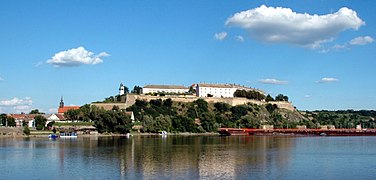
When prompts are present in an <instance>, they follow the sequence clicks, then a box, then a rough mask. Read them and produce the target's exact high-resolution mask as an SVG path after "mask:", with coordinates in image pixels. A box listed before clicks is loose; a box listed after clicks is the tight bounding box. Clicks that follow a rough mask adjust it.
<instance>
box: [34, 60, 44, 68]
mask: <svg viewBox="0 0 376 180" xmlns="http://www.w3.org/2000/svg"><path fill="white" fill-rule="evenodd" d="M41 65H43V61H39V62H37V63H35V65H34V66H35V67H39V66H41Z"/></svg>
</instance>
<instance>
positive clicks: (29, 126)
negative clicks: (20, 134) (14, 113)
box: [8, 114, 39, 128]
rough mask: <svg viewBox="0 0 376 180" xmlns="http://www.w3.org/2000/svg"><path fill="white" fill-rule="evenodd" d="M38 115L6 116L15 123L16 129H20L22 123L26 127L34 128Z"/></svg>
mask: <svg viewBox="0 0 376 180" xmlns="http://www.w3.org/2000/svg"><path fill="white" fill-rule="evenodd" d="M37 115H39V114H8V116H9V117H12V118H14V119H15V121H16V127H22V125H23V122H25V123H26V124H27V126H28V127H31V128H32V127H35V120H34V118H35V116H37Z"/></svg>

══════════

> _Task prompt_: Return each line from the entries above that includes "instance".

> _Answer_:
When prompts are present in an <instance>, they follow the sequence clicks, then a box, then a rough mask. Read them and produce the target's exact high-resolution mask as an SVG path after "mask:", with coordinates in image pixels. A box listed before clicks is loose; a box listed after clicks is the tight bounding box. Clicks that follow a rough mask adjust it.
<instance>
</instance>
<instance>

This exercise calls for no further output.